> TASK STATEMENT
Give back the full material, exactly as it reads.

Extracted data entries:
- - -

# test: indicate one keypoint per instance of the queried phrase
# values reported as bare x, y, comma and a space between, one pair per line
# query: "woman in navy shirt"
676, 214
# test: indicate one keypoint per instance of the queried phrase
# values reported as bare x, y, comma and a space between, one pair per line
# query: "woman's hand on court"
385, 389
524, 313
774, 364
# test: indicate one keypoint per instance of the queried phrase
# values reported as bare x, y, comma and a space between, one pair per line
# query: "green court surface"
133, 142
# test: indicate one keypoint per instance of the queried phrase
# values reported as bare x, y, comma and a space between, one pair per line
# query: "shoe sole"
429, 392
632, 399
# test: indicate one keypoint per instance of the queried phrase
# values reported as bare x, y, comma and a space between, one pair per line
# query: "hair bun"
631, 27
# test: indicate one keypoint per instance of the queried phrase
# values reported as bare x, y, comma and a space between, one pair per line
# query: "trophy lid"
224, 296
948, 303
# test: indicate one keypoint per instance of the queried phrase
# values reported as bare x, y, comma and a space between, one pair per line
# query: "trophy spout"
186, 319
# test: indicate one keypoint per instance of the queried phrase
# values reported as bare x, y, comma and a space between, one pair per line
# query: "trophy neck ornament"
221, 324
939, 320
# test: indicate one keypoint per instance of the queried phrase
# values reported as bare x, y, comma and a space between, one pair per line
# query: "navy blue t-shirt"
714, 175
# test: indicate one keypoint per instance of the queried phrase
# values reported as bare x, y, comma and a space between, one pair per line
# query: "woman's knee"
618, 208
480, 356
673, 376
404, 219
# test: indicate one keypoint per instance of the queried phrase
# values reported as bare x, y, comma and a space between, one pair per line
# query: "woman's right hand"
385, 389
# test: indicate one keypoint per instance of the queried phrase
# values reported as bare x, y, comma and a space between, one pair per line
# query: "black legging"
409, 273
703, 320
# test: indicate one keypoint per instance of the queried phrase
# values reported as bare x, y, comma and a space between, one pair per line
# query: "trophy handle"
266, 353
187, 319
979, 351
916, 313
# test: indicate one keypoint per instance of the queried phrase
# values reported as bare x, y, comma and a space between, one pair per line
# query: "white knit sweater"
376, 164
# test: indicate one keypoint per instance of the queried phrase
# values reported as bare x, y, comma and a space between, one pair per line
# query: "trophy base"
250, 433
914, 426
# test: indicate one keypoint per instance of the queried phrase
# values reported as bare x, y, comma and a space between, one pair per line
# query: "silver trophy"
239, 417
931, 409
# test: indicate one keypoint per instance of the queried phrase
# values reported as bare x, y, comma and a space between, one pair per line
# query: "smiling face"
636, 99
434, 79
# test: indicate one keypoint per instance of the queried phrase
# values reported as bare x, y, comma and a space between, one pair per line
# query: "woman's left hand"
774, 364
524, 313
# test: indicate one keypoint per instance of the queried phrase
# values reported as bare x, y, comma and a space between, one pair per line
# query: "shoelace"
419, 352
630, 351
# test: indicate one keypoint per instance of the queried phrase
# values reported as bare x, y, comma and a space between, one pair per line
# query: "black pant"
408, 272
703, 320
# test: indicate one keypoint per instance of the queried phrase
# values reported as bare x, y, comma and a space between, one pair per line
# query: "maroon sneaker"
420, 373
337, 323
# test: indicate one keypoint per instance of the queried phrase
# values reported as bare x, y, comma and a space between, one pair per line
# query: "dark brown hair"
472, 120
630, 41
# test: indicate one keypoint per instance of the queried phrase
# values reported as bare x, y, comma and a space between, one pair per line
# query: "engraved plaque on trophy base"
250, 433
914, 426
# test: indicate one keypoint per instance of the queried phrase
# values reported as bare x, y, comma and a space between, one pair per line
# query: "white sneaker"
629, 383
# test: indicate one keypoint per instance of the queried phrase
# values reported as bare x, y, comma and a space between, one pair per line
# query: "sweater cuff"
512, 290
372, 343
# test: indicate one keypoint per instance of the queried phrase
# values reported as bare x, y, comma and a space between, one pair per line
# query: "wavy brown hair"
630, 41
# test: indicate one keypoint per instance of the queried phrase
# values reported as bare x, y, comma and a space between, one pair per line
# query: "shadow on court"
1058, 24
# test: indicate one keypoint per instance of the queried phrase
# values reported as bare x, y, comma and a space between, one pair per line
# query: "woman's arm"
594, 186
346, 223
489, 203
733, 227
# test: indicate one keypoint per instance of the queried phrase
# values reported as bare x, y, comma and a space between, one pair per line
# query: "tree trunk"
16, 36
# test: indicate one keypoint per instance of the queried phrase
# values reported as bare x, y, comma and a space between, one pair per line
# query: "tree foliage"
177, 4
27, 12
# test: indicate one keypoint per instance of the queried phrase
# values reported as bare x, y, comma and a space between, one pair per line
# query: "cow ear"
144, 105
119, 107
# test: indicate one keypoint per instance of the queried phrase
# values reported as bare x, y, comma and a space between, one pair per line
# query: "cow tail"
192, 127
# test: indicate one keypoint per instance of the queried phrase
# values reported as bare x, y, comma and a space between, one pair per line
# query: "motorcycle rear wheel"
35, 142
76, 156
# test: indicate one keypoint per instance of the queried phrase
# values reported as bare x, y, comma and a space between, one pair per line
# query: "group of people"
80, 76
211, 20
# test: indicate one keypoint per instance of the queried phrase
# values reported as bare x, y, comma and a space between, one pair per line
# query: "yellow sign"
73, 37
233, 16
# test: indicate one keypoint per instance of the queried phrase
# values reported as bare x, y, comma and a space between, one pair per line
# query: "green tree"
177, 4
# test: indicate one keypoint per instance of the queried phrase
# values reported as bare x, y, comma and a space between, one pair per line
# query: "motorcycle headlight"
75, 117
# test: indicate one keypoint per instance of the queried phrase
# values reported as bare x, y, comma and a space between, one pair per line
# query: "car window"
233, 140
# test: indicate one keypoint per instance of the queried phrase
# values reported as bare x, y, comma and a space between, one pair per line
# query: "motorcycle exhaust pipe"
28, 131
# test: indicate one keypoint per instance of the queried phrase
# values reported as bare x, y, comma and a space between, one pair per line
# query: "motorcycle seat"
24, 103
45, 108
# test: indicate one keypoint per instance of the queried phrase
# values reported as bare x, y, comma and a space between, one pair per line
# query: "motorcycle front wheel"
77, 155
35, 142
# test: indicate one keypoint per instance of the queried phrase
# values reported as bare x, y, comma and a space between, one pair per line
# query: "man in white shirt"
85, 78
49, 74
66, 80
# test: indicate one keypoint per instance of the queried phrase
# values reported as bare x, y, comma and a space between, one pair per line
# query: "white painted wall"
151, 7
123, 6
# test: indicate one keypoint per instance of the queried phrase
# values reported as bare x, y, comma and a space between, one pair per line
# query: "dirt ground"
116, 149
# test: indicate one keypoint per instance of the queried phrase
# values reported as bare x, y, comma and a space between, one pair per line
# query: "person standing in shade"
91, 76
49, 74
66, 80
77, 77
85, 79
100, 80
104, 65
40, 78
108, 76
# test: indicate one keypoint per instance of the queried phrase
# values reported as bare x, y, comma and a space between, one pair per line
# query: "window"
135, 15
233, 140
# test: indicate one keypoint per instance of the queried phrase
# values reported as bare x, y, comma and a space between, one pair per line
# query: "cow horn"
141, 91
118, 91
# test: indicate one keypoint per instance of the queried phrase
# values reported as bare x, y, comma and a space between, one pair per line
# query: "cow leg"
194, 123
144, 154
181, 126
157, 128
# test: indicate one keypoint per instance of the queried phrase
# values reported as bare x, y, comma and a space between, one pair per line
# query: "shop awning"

- - -

> THE RESPONSE
# test: indicate one keypoint per instance of the queried phrase
# values reported as bare x, y, comma and a space between, one pair per line
# query: "woman in navy shirt"
676, 214
# test: indicate one keypoint per instance of the queried phrase
# values reported as bare x, y, comma and a space between, one pair per line
# query: "woman's hand on court"
385, 389
524, 313
774, 364
# test: indicate one keypoint per instance of the queried phrase
# values reported as bare x, y, comma and a space between, one pair per line
# query: "green court surface"
133, 142
# test: indicate one keypoint per instance of the queried phrase
# values reported as bare x, y, comma and a space between, one pair per line
# query: "shoe sole"
429, 392
632, 399
# test: indicate one keypoint per instance of the queried phrase
# values reported as bare x, y, comma and a space between, one pair per line
# query: "hair bun"
631, 27
# test: indicate one keypoint per instance of the queried phrase
# values reported as bare x, y, comma and a space between, one pair per line
# query: "trophy lid"
224, 296
948, 303
# test: indicate one keypoint per instance of the queried phrase
# values reported as bare x, y, comma and a space between, one pair per line
# query: "trophy spout"
186, 319
# test: indicate one keypoint per instance of the queried phrase
# values reported as bare x, y, comma and a space between, one pair per line
# query: "trophy neck ornament"
221, 324
939, 320
# test: indicate one keypoint per instance of the queried phrase
# values reported as bare x, y, comma and a space between, one pair per line
# query: "navy blue t-shirt"
714, 175
# test: indicate one keypoint per instance of the queried phrase
# values reported as bare x, y, comma and a space between, one pair per line
# query: "woman's knee"
618, 208
480, 356
673, 376
404, 219
# test: indicate one keypoint per instance of the queried phrase
# values reported as bare x, y, comma and a space between, one pair per line
# query: "woman's right hand"
385, 389
# test: indicate one keypoint per instance of the queried phrase
# values reported as bare x, y, comma and a space between, one pair per line
# query: "black legging"
409, 273
703, 320
# test: indicate one keypoint per instance of the queried phrase
# values reported as bare x, y, comma and a space between, one pair per line
# query: "trophy handle"
266, 353
187, 319
979, 351
916, 313
# test: indicate one keypoint per instance of the queried phrase
# values reported as bare x, y, comma and a space between, one pair per line
# query: "white knit sweater"
376, 164
# test: indicate one keypoint per instance of the queried phrase
# values reported as bare x, y, comma and a space between, one pair per line
# query: "trophy base"
250, 433
914, 426
# test: indicate one keypoint per instance of the queried phrase
# values reported as bare x, y, comma and a space between, one pair per line
# query: "silver trophy"
239, 417
931, 409
# test: indicate one keypoint per instance of the queried phrase
# values reported as bare x, y, comma and a space between, one pair per line
# query: "smiling face"
636, 99
434, 79
# test: indicate one keypoint per instance of the queried phrase
# values reported as bare x, y, comma and a space between, one pair per line
# query: "woman's left hand"
774, 364
524, 313
# test: indicate one keypoint per instance of the queried phrase
# values reported as bare x, y, comma and a space between, one pair per line
# query: "shoelace"
419, 352
630, 351
# test: indicate one keypoint per instance of the queried phrase
# values reported as bare x, y, comma and a space between, one pair per line
# query: "black pant"
408, 272
703, 320
# test: indicate one keypoint per instance of the queried phrase
# values reported as bare x, y, comma and a space between, one pair per line
# query: "maroon sneaker"
420, 373
337, 323
# test: indicate one keypoint per instance of the queried phrase
# values reported as bare x, y, comma and a space between, one pair per line
# query: "dark brown hair"
472, 120
630, 41
# test: indicate one keypoint per instance of the queried phrase
# values reported as bare x, y, comma and a space between, one pair per line
# query: "engraved plaque on trophy base"
250, 433
914, 426
# test: indicate one keypoint per instance of the queried phrase
# values reported as bare x, y, comma and a space between, one pair per line
# query: "white sneaker"
629, 383
# test: indicate one keypoint per instance of the queried phrase
# values reported as bare x, y, comma and a space between, one pair per line
# query: "sweater cuff"
512, 290
372, 343
# test: indicate one keypoint per instance of the queried phrase
# values reported as bare x, y, comma and a space between, one pair per line
# query: "wavy brown hair"
630, 41
# test: indicate one keypoint per instance of the queried phrase
# values reported as bare x, y, comma and a space between, one pair per line
# query: "shadow on court"
1058, 24
# test: indicate one keypoint per instance of the queried phrase
# values reported as bare x, y, comma and a space between, one pair per line
# query: "woman's arm"
594, 186
346, 223
489, 203
733, 227
# test: indicate one keypoint per instance of the queried phrase
# values reported as bare x, y, comma and a space between, one pair per line
# query: "tree trunk"
16, 36
# test: indicate one keypoint per instance of the queried phrase
# values reported as bare x, y, comma and a space between, one pair per line
# query: "tree foliage"
177, 4
27, 12
# test: indicate one keypoint per instance of the queried phrase
# values reported as bare x, y, comma and a space between, one pair per line
# query: "cow ear"
144, 105
119, 107
# test: indicate one keypoint per instance of the queried phrase
# values reported as bare x, y, comma and a space between, one pair per line
# query: "cow tail"
192, 127
# test: indicate one keypoint per instance of the queried phrase
# values reported as bare x, y, comma and a space between, one pair per line
# query: "motorcycle rear wheel"
35, 142
76, 156
# test: indicate one keypoint per instance of the queried phrase
# values reported as bare x, y, comma and a space between, one pair per line
# query: "group of people"
80, 76
211, 20
# test: indicate one keypoint per instance of the queried phrase
# values reported as bare x, y, comma and a space between, one pair per line
# query: "yellow sign"
73, 37
233, 16
# test: indicate one keypoint per instance of the queried phrase
# values reported as bare x, y, comma and a space between, one pair per line
# query: "green tree"
177, 4
# test: indicate one keypoint per instance of the queried phrase
# values reported as bare x, y, comma and a space between, one pair per line
# query: "motorcycle headlight"
75, 117
# test: indicate one keypoint per instance of the queried phrase
# values reported as bare x, y, comma and a space between, one pair per line
# query: "car window"
233, 140
# test: indicate one keypoint per instance of the queried phrase
# values reported as bare x, y, comma and a space between, one pair per line
# query: "motorcycle exhaust pipe"
28, 131
# test: indicate one keypoint per instance of the queried phrase
# values reported as bare x, y, comma and a space between, one pair per line
# query: "motorcycle seat"
24, 103
45, 108
# test: indicate one keypoint per instance of the queried phrase
# values reported as bare x, y, comma and a space between, one pair per line
# query: "motorcycle front wheel"
77, 155
35, 142
# test: indicate one keypoint per instance of the queried phrase
# values reported as bare x, y, comma and a space between, one pair per line
# query: "man in white shirt"
85, 78
49, 74
66, 80
# test: indicate one keypoint per instance of the queried phrase
# values reported as bare x, y, comma and a space between, one pair per line
# query: "white painted wall"
151, 7
123, 6
# test: indicate one keypoint per instance of the queried phrase
# values reported as bare x, y, comma and a space between, one pair per line
# query: "dirt ground"
116, 149
# test: indicate one keypoint per instance of the queried phrase
# values reported as bare x, y, comma and a space between, one pair per line
# query: "person standing in shade"
91, 76
49, 74
66, 80
77, 77
85, 79
100, 80
104, 65
40, 78
108, 76
# test: indicate one keypoint per instance of the queried phrase
# values reported as bare x, y, comma and a space between, one pair per line
# query: "window"
135, 15
233, 140
# test: indicate one keypoint per instance of the queried phrase
# values reported as bare x, y, comma and a space between, one pair per line
# query: "cow horn"
141, 91
118, 91
# test: indicate one keypoint per instance of the queried phrase
# values reported as bare x, y, comma and a space between, one pair per line
# query: "cow leg"
194, 123
144, 154
181, 126
157, 128
# test: indicate one keypoint per instance of the queried phrase
# values reported as bare x, y, comma and a space between, one pair per line
# query: "shop awning"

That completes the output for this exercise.